== Exercise material ==

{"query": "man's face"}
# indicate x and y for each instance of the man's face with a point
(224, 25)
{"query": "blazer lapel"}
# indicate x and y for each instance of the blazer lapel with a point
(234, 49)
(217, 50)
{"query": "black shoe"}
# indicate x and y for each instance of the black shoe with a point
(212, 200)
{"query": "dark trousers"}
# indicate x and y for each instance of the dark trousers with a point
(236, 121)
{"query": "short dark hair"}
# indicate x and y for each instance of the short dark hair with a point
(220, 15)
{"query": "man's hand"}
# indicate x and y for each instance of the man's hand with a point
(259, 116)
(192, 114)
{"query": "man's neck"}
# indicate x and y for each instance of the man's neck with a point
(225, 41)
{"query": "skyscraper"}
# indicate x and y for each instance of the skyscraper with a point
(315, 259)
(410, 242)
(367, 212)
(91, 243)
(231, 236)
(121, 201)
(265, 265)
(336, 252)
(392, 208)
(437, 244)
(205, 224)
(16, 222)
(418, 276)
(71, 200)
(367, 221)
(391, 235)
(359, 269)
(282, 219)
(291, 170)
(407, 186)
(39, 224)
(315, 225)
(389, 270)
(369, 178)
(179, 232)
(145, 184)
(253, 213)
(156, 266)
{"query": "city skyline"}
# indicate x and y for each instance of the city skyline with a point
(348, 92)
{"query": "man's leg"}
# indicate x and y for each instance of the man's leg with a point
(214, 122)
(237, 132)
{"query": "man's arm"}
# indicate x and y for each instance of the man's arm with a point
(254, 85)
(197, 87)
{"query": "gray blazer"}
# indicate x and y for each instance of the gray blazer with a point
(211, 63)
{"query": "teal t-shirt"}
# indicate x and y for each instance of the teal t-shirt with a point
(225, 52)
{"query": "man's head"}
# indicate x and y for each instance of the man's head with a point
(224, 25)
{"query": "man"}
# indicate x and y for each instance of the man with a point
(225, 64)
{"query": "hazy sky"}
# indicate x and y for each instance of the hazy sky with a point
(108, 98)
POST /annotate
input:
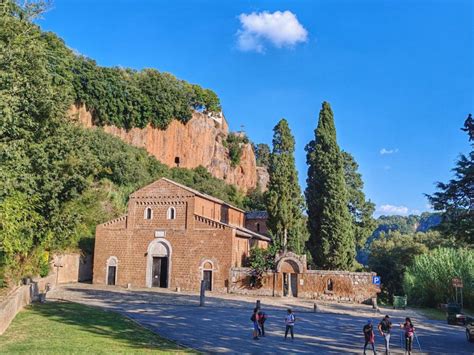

===

> [Given problem] List every line of the items above that contains the word "skyline".

> [Task answer]
{"query": "city skyline"}
# indicate x and y for each instance of the city skyline with a point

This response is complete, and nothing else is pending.